:: Text block ::

=======

(Clarification: A photo caption that accompanied the continuation of a Page One story Monday on Archbishop Sean O'Malley gave the impression that it was showing O'Malley looking at books at Schoenhof's Foreign Books in Harvard Square. Although the newly named cardinal likes to shop at the store, the photo was of a customer who identifies himself as Father Paul of Jesus.)
Suffolk District Attorney Daniel F. Conley, shortly after taking office, wrote a letter to Archbishop Sean P. O'Malley asking for a meeting. He never heard back. Neil F. Finnegan, banker and fund-raiser for Catholic causes, speaks with O'Malley at archdiocesan events, but they never stray into personal exchanges. Mary McHale, who runs a homeless shelter a block from O'Malley's South End residence, sent a note asking O'Malley to visit, but he never stopped by.
After three years, the archbishop of Boston remains aloof and enigmatic to many, a distant figure in flowing robe and simple sandals. Now Pope Benedict XVI's decision to elevate O'Malley to cardinal signals a new permanence to his posting in Boston and is spurring hopes that the relationship between the shy friar and the more than 2 million Catholics he leads will deepen into a more personal bond.

=======

:: Supplied data ::
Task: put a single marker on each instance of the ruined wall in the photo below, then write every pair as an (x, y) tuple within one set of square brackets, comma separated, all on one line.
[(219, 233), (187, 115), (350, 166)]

=======

:: Stated goal ::
In the article on Archbishop Sean O'Malley, who runs the homeless shelter a block from his South End residence?

:: Exercise response ::
Mary McHale